Stored items =
····················
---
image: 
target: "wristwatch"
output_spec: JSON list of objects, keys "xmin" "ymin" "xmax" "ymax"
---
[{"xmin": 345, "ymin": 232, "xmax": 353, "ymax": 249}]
····················
Turn every line of the entries above into a numbered list, skipping any blank lines.

Worked solution =
1. ---
2. image: 
3. target: "wristwatch"
4. output_spec: JSON list of objects, keys "xmin" "ymin" "xmax" "ymax"
5. ---
6. [{"xmin": 345, "ymin": 232, "xmax": 353, "ymax": 249}]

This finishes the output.